§ **PROBLEM TO SOLVE**
Copy the lines below verbatim, starting at the line that contains "Annotate the green steel" and continuing through the last line. Leave the pictures out of your copy.
+ + + + + + +
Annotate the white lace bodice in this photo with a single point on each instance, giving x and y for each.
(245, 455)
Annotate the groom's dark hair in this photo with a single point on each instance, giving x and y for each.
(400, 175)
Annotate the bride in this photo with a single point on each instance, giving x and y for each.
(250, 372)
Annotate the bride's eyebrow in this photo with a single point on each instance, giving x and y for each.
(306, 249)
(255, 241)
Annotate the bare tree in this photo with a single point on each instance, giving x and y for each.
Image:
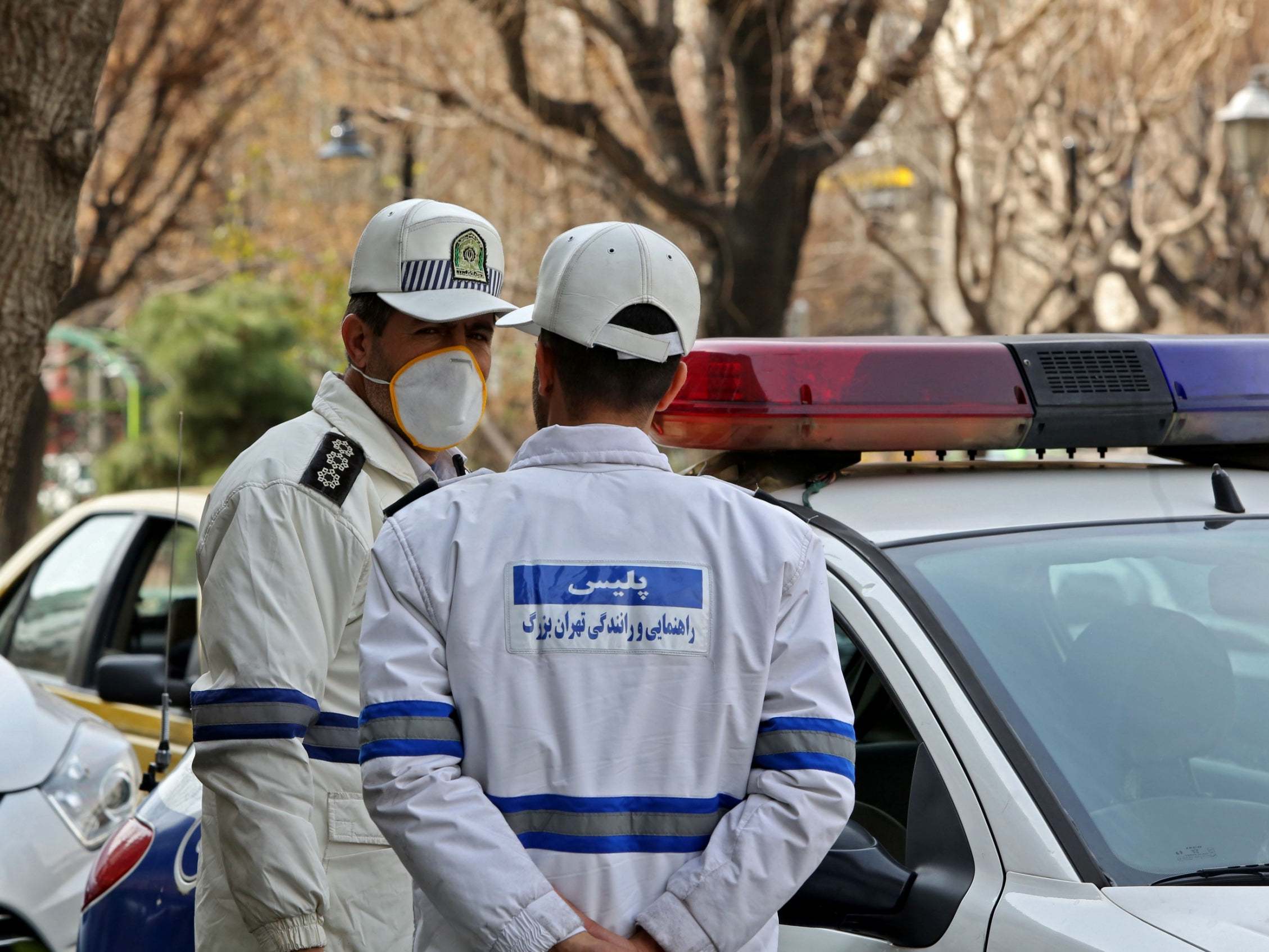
(179, 74)
(720, 115)
(55, 51)
(1081, 170)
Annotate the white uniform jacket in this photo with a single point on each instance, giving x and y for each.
(589, 676)
(288, 853)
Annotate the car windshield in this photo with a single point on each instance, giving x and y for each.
(1134, 664)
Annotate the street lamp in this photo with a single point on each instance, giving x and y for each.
(1247, 125)
(345, 143)
(345, 140)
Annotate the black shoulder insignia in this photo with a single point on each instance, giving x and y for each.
(334, 468)
(416, 493)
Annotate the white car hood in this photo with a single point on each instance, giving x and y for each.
(37, 728)
(1213, 918)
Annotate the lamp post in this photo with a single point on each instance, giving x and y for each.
(1247, 126)
(345, 141)
(346, 144)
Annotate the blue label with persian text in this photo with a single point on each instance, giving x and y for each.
(607, 607)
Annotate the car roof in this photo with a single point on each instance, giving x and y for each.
(890, 503)
(158, 502)
(151, 502)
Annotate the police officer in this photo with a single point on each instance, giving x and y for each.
(289, 857)
(592, 686)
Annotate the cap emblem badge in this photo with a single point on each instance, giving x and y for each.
(468, 257)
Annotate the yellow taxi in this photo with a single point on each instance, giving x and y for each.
(85, 607)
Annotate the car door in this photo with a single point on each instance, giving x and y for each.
(101, 591)
(48, 614)
(903, 754)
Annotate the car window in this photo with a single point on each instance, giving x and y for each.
(48, 619)
(163, 579)
(885, 751)
(1134, 663)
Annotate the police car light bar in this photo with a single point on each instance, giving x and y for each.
(1045, 391)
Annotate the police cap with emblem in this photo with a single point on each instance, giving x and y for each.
(432, 261)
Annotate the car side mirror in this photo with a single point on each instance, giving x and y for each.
(857, 879)
(859, 887)
(139, 679)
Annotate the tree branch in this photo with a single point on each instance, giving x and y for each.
(834, 144)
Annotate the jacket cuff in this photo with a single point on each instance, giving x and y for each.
(291, 935)
(543, 923)
(672, 924)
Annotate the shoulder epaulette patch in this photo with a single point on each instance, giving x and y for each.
(416, 493)
(334, 468)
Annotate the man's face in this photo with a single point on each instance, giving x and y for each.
(406, 338)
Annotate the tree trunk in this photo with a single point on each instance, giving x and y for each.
(21, 504)
(55, 51)
(755, 256)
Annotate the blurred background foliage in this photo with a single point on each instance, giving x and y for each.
(238, 357)
(953, 167)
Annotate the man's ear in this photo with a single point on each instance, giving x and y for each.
(681, 377)
(357, 339)
(545, 360)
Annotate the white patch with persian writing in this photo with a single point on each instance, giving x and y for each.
(616, 607)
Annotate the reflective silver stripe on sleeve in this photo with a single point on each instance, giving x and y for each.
(632, 824)
(327, 737)
(410, 729)
(253, 713)
(805, 743)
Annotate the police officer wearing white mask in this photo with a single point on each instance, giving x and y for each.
(602, 704)
(289, 857)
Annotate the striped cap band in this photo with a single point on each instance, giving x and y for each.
(438, 275)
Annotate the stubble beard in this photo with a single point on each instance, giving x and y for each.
(540, 405)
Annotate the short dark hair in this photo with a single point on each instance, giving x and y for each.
(594, 377)
(373, 311)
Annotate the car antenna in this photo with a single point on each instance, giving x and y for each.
(163, 753)
(1226, 497)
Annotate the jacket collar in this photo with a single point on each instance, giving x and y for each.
(353, 416)
(592, 443)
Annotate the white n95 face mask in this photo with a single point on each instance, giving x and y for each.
(438, 398)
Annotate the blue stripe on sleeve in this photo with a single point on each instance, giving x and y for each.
(564, 843)
(406, 709)
(249, 732)
(397, 747)
(806, 761)
(808, 724)
(240, 696)
(615, 805)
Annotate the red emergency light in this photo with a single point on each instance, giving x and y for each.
(862, 394)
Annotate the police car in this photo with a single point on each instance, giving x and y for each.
(1059, 655)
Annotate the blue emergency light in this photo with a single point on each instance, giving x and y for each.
(1042, 393)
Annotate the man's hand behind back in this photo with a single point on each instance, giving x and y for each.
(597, 939)
(611, 942)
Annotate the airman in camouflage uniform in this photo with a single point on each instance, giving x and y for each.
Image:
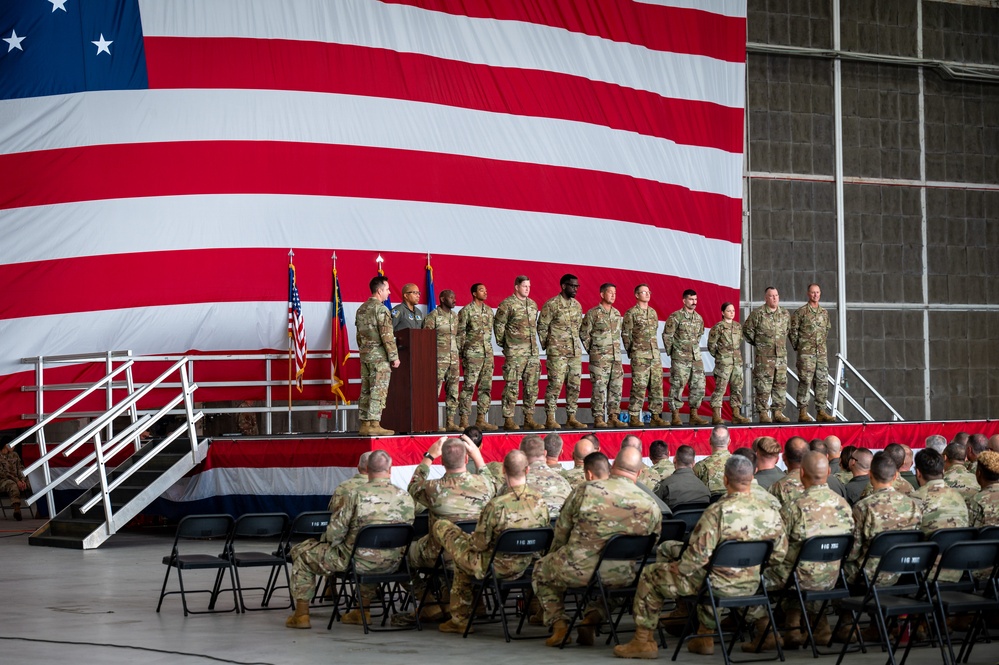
(376, 502)
(725, 346)
(737, 516)
(808, 333)
(682, 342)
(558, 330)
(515, 327)
(600, 334)
(766, 329)
(475, 341)
(378, 352)
(638, 332)
(445, 322)
(593, 513)
(711, 469)
(12, 480)
(521, 507)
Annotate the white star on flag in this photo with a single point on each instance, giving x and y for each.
(14, 42)
(102, 45)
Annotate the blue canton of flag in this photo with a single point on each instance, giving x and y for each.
(54, 47)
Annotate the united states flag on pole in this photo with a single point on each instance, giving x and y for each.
(154, 153)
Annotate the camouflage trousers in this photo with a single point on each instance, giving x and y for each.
(681, 373)
(478, 373)
(607, 382)
(769, 383)
(728, 372)
(375, 376)
(447, 376)
(646, 374)
(515, 370)
(813, 370)
(567, 371)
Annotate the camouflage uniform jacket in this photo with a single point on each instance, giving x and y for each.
(593, 513)
(767, 331)
(553, 488)
(943, 507)
(638, 332)
(809, 330)
(558, 327)
(375, 502)
(455, 497)
(651, 476)
(735, 516)
(711, 470)
(600, 333)
(682, 336)
(817, 511)
(446, 325)
(521, 507)
(885, 510)
(375, 339)
(725, 340)
(788, 488)
(985, 507)
(515, 326)
(475, 330)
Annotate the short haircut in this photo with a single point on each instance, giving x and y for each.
(453, 455)
(597, 464)
(929, 463)
(533, 446)
(553, 444)
(684, 456)
(883, 467)
(658, 449)
(739, 469)
(379, 462)
(475, 434)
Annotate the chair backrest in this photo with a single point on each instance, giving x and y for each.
(947, 537)
(524, 541)
(740, 554)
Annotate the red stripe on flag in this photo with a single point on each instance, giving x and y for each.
(238, 167)
(675, 29)
(356, 70)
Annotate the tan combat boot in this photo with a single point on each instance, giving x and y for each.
(481, 423)
(642, 645)
(300, 619)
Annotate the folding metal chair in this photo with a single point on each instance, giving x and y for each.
(732, 554)
(200, 527)
(512, 541)
(259, 526)
(398, 582)
(819, 549)
(902, 601)
(633, 549)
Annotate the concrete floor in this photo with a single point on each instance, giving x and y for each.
(99, 606)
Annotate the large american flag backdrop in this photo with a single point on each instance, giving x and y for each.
(158, 158)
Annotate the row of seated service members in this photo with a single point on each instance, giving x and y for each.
(596, 500)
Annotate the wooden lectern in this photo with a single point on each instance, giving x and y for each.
(412, 400)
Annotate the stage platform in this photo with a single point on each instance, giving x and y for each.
(294, 473)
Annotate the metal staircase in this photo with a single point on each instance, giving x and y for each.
(121, 491)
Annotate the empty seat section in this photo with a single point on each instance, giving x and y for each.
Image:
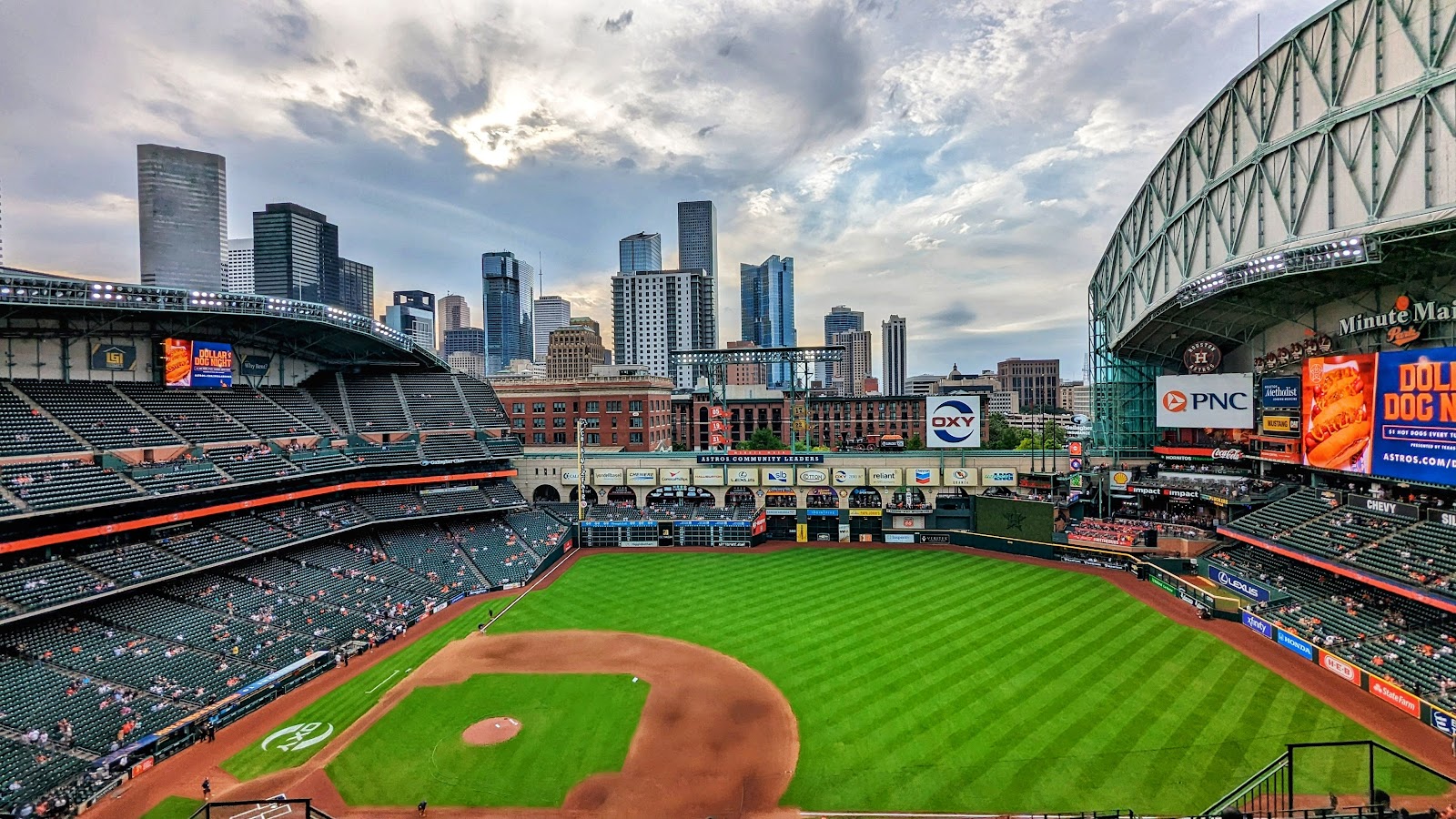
(53, 484)
(186, 411)
(98, 414)
(24, 430)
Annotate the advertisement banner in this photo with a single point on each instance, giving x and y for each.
(961, 477)
(114, 358)
(742, 477)
(1339, 411)
(924, 477)
(953, 421)
(1416, 438)
(997, 477)
(1279, 392)
(1215, 402)
(813, 477)
(1238, 584)
(1296, 644)
(710, 475)
(1259, 624)
(1341, 669)
(1397, 695)
(211, 365)
(885, 477)
(778, 477)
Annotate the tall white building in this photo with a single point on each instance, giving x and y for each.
(660, 310)
(854, 369)
(238, 276)
(552, 314)
(182, 217)
(453, 312)
(893, 349)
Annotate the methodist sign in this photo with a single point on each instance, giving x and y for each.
(953, 421)
(1218, 402)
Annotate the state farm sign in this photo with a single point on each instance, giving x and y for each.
(953, 421)
(1218, 402)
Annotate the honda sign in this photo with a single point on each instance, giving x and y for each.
(953, 421)
(1219, 402)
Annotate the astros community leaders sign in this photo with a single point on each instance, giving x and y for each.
(953, 421)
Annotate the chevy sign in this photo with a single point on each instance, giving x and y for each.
(1219, 402)
(953, 421)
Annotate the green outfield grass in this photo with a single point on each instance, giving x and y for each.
(349, 702)
(571, 726)
(936, 681)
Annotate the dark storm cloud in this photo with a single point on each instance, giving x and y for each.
(618, 24)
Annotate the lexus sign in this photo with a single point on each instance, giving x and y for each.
(1219, 402)
(953, 421)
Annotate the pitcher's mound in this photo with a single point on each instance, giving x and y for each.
(492, 731)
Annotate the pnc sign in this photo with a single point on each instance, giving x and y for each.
(1220, 402)
(953, 421)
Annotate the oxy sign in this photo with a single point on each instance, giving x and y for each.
(953, 421)
(1220, 402)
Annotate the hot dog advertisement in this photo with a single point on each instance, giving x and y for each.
(1387, 414)
(1339, 411)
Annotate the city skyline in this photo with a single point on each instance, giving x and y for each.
(921, 146)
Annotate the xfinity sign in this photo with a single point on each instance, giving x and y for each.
(953, 421)
(1220, 402)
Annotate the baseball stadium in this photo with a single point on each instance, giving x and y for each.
(267, 559)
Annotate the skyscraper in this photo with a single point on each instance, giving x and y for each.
(453, 312)
(507, 309)
(640, 251)
(182, 215)
(657, 312)
(768, 310)
(353, 288)
(849, 376)
(551, 314)
(893, 347)
(837, 319)
(414, 314)
(239, 274)
(698, 237)
(296, 252)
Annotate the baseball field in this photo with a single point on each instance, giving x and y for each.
(916, 680)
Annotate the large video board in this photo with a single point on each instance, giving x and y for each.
(203, 365)
(1385, 414)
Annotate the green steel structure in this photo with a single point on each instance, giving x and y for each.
(798, 360)
(1325, 171)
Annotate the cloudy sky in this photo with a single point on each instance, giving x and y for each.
(960, 164)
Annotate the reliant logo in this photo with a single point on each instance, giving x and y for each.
(953, 421)
(298, 736)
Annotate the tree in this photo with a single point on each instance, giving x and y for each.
(763, 438)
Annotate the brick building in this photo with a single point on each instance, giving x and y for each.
(633, 414)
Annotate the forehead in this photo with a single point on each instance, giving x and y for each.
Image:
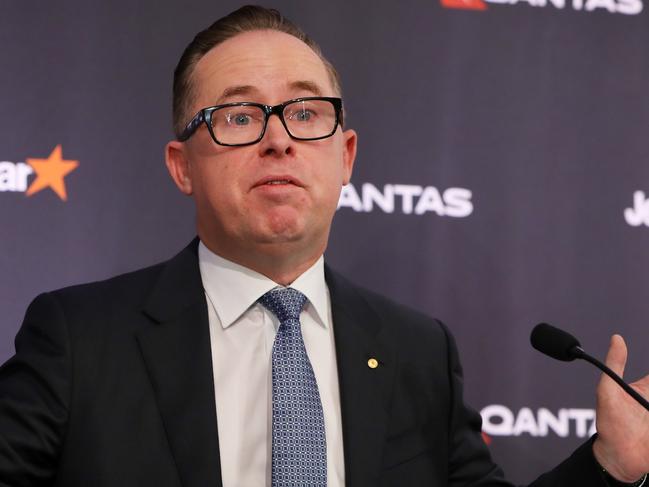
+ + + + + + +
§ **CORRECT OUTPUT**
Annotate the green steel structure in this photo with a single point on each instance, giving x and y for each.
(798, 360)
(1325, 171)
Annotate the cloudy sky in this photo with a single point on each instance, giving x and y for each.
(960, 164)
Annotate the reliant logo in this photo with a single point on each instance, giving x and y for each.
(953, 421)
(298, 736)
Annotate the tree in this photo with a single point on each instance, giving x and y for each.
(763, 438)
Annotate the brick building in this photo with a single point on each instance, giving x and y for each.
(633, 414)
Annotate the forehead in this photo with a single point on each instance, giving x and y for each.
Image:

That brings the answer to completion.